== Directions for this task ==
Reproduce the records below word for word.

== Records for this exercise ==
--- START ---
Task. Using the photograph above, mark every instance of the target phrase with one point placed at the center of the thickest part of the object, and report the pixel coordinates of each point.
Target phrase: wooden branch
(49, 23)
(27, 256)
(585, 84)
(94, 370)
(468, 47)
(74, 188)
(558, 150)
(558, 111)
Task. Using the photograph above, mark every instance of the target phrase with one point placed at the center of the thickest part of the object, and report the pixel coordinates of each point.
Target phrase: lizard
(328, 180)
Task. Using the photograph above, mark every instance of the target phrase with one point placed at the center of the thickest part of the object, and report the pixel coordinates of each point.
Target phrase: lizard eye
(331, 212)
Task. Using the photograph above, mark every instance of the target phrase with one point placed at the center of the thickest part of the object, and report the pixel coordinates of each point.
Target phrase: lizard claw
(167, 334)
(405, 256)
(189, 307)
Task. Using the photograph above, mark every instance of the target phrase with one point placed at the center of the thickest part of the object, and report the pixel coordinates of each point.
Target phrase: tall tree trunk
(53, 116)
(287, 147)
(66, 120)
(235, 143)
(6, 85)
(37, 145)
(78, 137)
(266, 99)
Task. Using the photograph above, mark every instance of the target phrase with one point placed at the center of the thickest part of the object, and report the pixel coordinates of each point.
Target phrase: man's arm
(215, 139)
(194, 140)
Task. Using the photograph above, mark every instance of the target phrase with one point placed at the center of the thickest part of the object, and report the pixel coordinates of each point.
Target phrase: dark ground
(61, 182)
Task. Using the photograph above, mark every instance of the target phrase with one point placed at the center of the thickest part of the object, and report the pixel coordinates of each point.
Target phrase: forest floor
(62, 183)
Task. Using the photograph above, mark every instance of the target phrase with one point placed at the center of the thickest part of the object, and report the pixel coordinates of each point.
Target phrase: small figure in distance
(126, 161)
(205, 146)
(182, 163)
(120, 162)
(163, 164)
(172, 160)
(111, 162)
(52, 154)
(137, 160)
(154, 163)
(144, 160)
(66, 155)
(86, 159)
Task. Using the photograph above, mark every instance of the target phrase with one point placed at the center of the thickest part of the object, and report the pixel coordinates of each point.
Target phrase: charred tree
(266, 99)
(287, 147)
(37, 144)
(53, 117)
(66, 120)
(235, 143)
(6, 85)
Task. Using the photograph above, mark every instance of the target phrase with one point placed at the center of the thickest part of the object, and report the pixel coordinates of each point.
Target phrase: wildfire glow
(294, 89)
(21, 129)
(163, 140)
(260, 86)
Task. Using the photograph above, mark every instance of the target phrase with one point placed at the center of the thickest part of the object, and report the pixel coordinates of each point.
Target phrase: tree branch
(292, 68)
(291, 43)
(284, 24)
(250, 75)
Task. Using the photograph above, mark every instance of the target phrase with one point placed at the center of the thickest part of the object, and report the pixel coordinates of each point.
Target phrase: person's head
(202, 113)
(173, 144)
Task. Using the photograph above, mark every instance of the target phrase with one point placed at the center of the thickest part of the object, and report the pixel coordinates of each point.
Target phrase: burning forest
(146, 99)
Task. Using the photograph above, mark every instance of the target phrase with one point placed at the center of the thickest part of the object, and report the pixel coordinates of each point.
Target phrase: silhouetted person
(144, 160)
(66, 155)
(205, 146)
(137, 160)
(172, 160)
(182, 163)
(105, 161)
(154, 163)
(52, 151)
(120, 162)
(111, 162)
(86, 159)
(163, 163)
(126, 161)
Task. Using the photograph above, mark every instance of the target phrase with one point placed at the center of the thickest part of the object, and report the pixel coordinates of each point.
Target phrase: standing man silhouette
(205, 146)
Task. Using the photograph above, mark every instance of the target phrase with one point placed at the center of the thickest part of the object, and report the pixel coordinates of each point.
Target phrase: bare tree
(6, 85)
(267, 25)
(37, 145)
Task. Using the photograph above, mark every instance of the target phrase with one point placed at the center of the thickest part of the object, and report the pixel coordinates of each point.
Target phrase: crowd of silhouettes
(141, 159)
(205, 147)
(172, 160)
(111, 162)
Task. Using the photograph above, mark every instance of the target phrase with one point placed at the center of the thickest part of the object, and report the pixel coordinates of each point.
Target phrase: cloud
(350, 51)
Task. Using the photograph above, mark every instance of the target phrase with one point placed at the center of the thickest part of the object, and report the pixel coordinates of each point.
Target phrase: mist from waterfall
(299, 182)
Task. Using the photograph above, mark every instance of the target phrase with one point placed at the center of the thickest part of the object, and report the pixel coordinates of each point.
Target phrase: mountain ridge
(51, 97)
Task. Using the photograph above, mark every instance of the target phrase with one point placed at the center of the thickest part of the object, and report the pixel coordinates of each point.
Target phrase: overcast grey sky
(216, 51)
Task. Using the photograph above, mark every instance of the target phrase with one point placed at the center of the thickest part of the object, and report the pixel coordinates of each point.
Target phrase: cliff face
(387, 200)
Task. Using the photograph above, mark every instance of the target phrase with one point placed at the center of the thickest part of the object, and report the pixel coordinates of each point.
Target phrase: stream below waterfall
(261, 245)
--- END ---
== Response below ==
Task. Using the photograph above, mark every instance of the target phrase with one point placed at the center of the thickest part of the object, and report the pixel coordinates of each point.
Target phrase: wooden branch
(49, 23)
(27, 256)
(585, 84)
(94, 370)
(468, 47)
(74, 188)
(558, 150)
(558, 111)
Task. Using the photograph above, mark every instance of the target phrase with one point placed at the center of the thickest part of the object, and report the pixel coordinates of each point.
Target phrase: lizard
(328, 180)
Task. Using the photograph above, mark every instance of the target phrase with one point placed at the center of the thickest part of the object, and report the pixel coordinates of each point.
Target phrase: lizard eye
(331, 212)
Task. Using the photograph above, mark every instance of the target phrase with one point placed at the center of the thickest part of the object, and report the pixel coordinates of each point.
Target phrase: lizard claw
(167, 334)
(405, 256)
(189, 307)
Task. Using the photograph above, mark every instance of the target phrase with one point placed at the center of the thickest part of the object, and report the pixel coordinates of each point.
Target phrase: tall tree trunk
(53, 116)
(287, 147)
(66, 120)
(235, 143)
(6, 85)
(37, 145)
(78, 137)
(266, 99)
Task. Using the photograph above, mark every instance of the target phrase with one point placed at the center of the thickest part of the object, and report the pixel coordinates of each point.
Target phrase: man's arm
(215, 139)
(194, 140)
Task. Using the photograph above, mark every instance of the target phrase with one point placed at the center of the thickest part of the object, and report the pixel coordinates of each point.
Target phrase: dark ground
(61, 182)
Task. Using the photograph above, mark every instance of the target phrase with one point placed at the center of the thickest part of the object, and report the pixel coordinates of each point.
Target phrase: forest floor
(62, 183)
Task. Using the photograph above, mark every instance of the target phrase with one point placed at the center of the thickest part of the object, and report the pixel coordinates of each point.
Target phrase: small figure in distance
(126, 161)
(205, 146)
(182, 163)
(120, 162)
(163, 164)
(172, 160)
(111, 162)
(52, 154)
(137, 160)
(154, 163)
(144, 160)
(66, 155)
(86, 159)
Task. Using the photograph above, mark every instance of the target phrase with one point placed at the center of the thickest part of the object, and report the pixel coordinates of each point.
Target phrase: charred tree
(266, 99)
(287, 147)
(37, 144)
(53, 117)
(66, 120)
(235, 143)
(6, 85)
Task. Using the photograph above, mark every instance of the target phrase with one point placed at the center of the thickest part of the object, and report the pixel coordinates of each point.
Target phrase: wildfire glow
(294, 89)
(21, 129)
(163, 140)
(260, 86)
Task. Using the photograph above, mark every instance of the target phrase with one point placed at the center of the thickest part of the object, and report the pixel coordinates of each point.
Target phrase: tree branch
(292, 68)
(291, 43)
(284, 24)
(250, 75)
Task. Using the photograph above, mark every instance of the target phrase with one point placed at the center of the thickest part of the object, and report the pixel coordinates of each point.
Target phrase: person's head
(202, 113)
(173, 144)
Task. Using the photograph above, mark every instance of the target phrase with one point placed at the center of the thickest part of the object, and report the pixel coordinates of each point.
Target phrase: burning forest
(146, 99)
Task. Using the photograph above, mark every instance of the target phrase with one point placed at the center of the thickest part of the object, and report the pixel coordinates of each point.
Target phrase: silhouetted person
(144, 160)
(66, 155)
(205, 146)
(137, 160)
(172, 160)
(182, 163)
(105, 161)
(154, 163)
(52, 151)
(120, 162)
(111, 162)
(86, 159)
(163, 163)
(126, 161)
Task. Using the photograph above, mark every instance of the target phrase with one point placed at the center of the thickest part of the object, and report the pixel coordinates of each point.
Target phrase: standing man silhouette
(205, 146)
Task. Using the photograph above, mark every instance of the target phrase with one point placed at the center of the thickest part of the object, and report the pixel coordinates of each point.
Target phrase: bare tree
(6, 85)
(267, 25)
(37, 145)
Task. Using the photograph above, mark every instance of the target phrase with one point placed at the center of the thickest part of the object, and report the pixel coordinates of each point.
Target phrase: crowd of silhouettes
(141, 159)
(205, 147)
(172, 160)
(111, 162)
Task. Using the photograph above, mark every instance of the target phrase with one point placed at the center of the thickest part of the object, and report the pixel coordinates of each point.
Target phrase: cloud
(350, 51)
Task. Using the photograph above, mark every instance of the target phrase with one point placed at the center of the thickest part of the object, and report the pixel coordinates of each point.
Target phrase: mist from waterfall
(299, 182)
Task. Using the photograph above, mark every instance of the target phrase with one point placed at the center of the thickest part of the object, and report the pixel coordinates of each point.
Target phrase: mountain ridge
(51, 97)
Task. Using the photograph above, mark every instance of the target phrase with one point placed at the center of the thickest part of the object, and report the pixel coordinates of each point.
Target phrase: overcast grey sky
(216, 51)
Task. Using the photograph above, mark every instance of the target phrase with one point placed at the center of the thickest part of the object, and report the pixel coordinates of each point.
Target phrase: cliff face
(387, 200)
Task. Using the photograph above, mark every instance of the target phrase with one point placed at the center of the thickest part of the object, and report the pixel coordinates of each point.
Target phrase: stream below waterfall
(261, 245)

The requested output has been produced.